---------- Provided data

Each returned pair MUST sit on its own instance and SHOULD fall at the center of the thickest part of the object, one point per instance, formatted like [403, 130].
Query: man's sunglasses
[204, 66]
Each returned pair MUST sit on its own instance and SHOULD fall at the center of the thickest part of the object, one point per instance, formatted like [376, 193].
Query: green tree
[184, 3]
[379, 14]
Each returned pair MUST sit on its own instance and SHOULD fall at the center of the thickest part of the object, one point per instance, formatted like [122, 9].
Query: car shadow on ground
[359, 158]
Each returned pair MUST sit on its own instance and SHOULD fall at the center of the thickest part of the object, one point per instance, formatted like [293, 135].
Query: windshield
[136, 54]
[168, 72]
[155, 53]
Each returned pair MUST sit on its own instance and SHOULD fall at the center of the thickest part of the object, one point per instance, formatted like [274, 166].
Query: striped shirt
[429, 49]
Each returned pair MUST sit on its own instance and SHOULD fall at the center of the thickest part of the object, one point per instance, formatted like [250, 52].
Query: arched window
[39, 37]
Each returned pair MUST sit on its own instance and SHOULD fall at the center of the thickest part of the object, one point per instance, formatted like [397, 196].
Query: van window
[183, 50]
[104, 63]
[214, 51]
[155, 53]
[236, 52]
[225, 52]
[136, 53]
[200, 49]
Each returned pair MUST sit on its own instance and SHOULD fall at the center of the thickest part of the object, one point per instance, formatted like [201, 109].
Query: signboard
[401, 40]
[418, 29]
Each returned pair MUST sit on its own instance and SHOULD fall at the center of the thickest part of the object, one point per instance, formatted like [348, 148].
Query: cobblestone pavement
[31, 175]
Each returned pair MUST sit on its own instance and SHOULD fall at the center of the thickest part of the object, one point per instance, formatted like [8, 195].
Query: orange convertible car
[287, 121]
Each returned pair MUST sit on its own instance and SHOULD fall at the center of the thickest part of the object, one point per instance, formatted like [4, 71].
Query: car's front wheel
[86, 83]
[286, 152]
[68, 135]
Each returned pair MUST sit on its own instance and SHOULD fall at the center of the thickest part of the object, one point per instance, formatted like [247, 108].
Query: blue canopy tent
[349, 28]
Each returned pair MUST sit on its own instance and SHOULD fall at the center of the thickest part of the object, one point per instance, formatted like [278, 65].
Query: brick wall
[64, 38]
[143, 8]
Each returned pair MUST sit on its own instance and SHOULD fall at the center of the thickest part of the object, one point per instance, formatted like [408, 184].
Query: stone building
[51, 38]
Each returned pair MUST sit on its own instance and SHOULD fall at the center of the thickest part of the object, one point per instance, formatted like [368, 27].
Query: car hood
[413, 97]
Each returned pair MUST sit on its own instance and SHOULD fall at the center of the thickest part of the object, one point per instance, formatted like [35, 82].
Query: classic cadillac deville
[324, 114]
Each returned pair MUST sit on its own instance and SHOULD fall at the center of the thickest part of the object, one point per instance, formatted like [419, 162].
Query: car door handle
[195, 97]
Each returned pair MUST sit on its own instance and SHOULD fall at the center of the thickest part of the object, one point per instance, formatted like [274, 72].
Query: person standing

--------------------
---------- Provided data

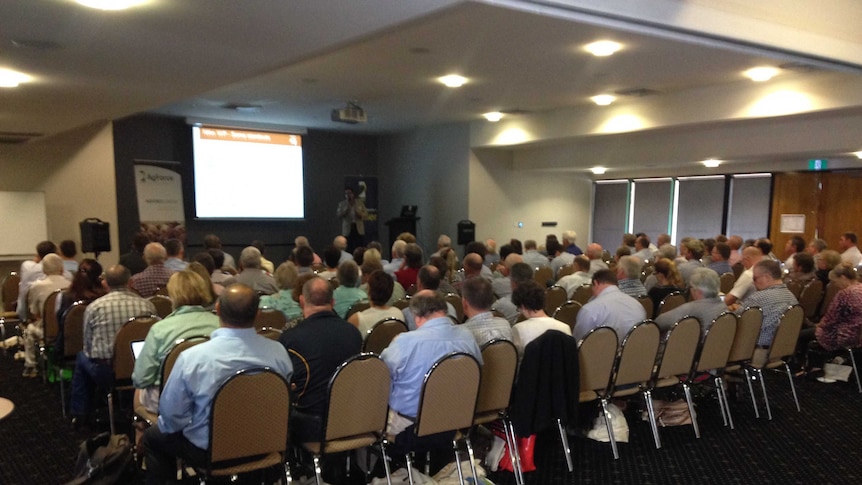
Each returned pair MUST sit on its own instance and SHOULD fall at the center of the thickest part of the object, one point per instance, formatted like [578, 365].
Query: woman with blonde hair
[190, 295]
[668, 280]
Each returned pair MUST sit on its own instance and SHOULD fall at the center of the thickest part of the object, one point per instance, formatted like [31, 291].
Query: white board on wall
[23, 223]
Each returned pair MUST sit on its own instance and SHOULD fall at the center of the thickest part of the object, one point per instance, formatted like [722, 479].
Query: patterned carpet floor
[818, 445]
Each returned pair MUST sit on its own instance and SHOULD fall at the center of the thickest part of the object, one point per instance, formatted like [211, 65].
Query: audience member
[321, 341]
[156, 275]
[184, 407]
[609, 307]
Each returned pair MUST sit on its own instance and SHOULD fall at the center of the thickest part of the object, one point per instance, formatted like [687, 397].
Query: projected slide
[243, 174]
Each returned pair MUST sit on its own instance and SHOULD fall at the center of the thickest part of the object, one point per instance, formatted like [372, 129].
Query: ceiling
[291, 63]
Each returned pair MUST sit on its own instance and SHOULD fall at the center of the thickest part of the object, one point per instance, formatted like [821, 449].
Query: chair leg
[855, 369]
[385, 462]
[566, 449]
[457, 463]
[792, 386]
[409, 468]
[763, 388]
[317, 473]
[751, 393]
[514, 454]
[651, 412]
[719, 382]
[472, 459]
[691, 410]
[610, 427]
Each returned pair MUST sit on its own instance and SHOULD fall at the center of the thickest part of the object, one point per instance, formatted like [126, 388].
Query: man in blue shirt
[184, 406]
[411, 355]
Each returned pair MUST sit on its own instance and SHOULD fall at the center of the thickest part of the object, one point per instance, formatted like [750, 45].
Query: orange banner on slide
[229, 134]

--------------------

Aim of the exercise: Going back over the entries above, copy word for word every line from the one that has "Query: blue canopy tent" on through the one that has "like [408, 184].".

Your response:
Query: blue canopy tent
[349, 28]
Each returned pair MUST sit on its own instance and SHOULD fall at the center of the thickest part of the object, one point per instance, formatted like [278, 65].
Query: brick wall
[64, 38]
[143, 8]
Each returned pair MUST sit on its own instance and SHOULD fall at the center of the thickest part of the object, one point per instance, formatted like [408, 184].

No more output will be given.